Start PROVIDED RECORDS

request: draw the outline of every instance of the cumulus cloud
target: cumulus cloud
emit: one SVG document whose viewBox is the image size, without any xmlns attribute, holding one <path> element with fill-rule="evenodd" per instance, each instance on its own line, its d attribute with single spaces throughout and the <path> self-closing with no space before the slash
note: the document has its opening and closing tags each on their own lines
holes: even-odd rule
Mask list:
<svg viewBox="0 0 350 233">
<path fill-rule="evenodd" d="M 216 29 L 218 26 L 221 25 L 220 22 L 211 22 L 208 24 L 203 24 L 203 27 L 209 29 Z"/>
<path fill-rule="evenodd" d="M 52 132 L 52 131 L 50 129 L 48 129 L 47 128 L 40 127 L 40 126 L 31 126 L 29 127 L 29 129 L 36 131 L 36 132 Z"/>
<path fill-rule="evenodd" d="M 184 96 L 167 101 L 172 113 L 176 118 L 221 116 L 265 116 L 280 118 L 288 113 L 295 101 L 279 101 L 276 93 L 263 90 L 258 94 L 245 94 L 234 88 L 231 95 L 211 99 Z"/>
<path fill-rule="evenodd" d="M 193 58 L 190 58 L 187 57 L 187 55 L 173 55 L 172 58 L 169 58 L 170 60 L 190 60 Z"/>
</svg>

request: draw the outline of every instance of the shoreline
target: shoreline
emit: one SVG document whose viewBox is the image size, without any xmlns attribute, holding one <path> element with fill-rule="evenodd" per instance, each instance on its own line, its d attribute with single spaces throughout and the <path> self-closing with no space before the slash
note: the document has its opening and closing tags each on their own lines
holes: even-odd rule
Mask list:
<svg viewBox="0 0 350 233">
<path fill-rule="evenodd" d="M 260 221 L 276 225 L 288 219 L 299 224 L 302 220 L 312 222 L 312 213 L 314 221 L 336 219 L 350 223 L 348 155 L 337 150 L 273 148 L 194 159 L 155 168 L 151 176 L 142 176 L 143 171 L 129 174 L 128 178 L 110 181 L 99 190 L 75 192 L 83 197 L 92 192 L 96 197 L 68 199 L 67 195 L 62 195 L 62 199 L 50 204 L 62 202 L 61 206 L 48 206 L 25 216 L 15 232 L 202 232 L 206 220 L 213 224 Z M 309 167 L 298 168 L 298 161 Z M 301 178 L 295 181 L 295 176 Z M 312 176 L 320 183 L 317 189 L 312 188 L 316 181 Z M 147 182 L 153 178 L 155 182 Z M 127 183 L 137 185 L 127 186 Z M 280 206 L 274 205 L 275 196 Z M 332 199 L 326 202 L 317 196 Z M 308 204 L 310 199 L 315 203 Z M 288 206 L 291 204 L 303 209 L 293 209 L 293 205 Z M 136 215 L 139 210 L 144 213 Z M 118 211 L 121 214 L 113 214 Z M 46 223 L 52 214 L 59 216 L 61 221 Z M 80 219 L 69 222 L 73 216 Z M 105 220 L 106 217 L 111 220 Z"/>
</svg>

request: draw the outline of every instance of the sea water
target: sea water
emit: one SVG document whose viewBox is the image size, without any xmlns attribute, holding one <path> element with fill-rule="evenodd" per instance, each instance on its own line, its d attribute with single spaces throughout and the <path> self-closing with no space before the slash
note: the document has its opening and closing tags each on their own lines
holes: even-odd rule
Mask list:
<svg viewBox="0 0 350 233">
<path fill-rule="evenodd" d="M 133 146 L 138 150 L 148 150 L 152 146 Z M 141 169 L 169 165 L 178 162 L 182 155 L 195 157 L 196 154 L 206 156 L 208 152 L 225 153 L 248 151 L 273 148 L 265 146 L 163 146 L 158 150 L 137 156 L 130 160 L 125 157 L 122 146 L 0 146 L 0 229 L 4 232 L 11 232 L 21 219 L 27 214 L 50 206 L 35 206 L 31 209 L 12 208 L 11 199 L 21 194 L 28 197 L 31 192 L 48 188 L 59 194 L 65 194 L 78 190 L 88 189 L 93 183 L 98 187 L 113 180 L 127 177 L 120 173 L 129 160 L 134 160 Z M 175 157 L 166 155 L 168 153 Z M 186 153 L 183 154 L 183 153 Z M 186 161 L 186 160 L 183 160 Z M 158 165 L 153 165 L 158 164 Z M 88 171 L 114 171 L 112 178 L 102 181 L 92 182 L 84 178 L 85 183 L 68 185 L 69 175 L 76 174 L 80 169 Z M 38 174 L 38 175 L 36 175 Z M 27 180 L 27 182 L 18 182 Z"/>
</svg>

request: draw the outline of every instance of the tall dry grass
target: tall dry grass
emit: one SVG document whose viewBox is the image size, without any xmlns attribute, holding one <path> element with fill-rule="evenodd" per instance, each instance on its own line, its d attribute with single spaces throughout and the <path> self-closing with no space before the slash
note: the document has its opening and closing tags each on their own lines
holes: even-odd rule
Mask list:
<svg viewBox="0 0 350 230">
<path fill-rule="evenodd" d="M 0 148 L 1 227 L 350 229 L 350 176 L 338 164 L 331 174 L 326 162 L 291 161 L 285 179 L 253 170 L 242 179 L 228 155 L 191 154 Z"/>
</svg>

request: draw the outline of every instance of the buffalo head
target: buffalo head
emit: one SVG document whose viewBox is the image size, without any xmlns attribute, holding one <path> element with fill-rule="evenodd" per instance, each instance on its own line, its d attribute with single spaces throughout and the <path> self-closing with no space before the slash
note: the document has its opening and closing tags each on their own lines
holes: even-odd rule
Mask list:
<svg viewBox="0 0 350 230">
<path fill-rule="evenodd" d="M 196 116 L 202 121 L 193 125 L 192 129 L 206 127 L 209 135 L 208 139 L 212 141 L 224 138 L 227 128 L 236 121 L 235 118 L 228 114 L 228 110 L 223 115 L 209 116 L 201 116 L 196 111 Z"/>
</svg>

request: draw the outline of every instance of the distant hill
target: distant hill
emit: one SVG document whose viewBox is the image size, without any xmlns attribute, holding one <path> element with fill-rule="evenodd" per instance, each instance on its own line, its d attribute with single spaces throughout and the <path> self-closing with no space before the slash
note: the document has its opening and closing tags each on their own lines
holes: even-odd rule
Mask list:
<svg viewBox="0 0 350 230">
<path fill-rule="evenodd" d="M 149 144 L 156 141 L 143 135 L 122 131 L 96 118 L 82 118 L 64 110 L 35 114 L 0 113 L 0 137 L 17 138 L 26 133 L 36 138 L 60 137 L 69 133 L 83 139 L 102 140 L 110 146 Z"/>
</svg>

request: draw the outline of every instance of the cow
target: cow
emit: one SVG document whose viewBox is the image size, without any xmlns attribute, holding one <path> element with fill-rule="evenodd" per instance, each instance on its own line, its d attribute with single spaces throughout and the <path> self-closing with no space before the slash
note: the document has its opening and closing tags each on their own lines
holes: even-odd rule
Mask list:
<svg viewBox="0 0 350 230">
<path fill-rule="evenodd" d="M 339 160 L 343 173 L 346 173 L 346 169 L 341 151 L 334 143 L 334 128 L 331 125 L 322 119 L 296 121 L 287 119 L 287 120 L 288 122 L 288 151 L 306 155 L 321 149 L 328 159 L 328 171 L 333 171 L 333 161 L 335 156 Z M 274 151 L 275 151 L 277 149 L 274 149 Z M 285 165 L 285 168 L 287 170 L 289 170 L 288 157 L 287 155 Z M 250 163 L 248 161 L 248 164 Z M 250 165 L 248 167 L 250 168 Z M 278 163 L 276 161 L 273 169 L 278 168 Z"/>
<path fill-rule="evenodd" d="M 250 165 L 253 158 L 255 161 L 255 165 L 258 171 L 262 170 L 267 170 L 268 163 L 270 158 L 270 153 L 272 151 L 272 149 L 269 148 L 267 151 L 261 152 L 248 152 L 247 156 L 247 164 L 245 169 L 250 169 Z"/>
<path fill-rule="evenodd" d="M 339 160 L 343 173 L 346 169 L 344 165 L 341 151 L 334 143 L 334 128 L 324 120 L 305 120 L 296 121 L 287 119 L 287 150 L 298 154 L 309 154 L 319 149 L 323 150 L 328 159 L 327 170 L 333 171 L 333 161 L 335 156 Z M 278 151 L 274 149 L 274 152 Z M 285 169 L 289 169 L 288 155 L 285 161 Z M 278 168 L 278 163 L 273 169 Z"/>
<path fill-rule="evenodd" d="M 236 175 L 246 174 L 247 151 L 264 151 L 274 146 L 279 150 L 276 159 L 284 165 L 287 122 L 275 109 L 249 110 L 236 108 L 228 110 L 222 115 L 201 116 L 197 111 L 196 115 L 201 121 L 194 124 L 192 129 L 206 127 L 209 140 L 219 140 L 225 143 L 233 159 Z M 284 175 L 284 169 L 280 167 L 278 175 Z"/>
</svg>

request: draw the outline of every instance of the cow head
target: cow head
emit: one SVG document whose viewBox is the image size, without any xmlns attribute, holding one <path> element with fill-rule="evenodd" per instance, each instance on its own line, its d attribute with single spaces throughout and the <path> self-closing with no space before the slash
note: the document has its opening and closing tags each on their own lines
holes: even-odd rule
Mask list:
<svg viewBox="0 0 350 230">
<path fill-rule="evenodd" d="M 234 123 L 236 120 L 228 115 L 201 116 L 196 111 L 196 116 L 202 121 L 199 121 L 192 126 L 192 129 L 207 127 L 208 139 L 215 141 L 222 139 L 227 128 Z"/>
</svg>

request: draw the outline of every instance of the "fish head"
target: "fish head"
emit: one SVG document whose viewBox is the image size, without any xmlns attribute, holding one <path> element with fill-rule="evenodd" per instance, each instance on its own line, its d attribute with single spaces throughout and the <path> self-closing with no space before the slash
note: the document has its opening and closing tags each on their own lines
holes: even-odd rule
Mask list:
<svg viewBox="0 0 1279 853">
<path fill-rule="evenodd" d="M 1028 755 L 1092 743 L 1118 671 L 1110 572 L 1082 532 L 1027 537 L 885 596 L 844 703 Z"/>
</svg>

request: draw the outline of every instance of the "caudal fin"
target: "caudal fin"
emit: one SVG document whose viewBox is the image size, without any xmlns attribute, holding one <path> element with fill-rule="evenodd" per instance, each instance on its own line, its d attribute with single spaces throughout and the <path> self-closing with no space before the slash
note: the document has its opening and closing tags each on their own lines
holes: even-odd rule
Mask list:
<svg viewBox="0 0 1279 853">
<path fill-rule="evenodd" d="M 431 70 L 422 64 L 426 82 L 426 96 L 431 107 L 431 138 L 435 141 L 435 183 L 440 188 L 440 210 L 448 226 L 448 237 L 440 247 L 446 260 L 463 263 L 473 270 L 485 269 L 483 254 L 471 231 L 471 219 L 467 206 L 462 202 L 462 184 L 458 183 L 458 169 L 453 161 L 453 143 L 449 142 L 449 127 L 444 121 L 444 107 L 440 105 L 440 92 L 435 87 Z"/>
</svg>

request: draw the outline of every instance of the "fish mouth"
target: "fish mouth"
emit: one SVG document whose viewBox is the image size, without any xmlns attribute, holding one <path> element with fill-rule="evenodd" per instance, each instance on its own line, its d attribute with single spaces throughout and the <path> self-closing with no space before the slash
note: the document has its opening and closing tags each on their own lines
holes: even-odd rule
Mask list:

End PROVIDED RECORDS

_PROBLEM STATEMENT_. Collect every line of the rows above that contains the string "draw", treating uppercase and lowercase as distinct.

_SOLUTION FOR THIS PROBLEM_.
request: draw the outline of every instance of the cumulus cloud
request: draw the outline of every instance of the shoreline
request: draw the outline of every instance of the sea water
request: draw the outline of every instance of the tall dry grass
request: draw the outline of every instance of the buffalo head
request: draw the outline of every instance of the distant hill
request: draw the outline of every instance of the cow
request: draw the outline of every instance of the cow head
request: draw the outline of every instance of the "fish head"
request: draw the outline of every instance of the "caudal fin"
request: draw the outline of every instance of the "fish mouth"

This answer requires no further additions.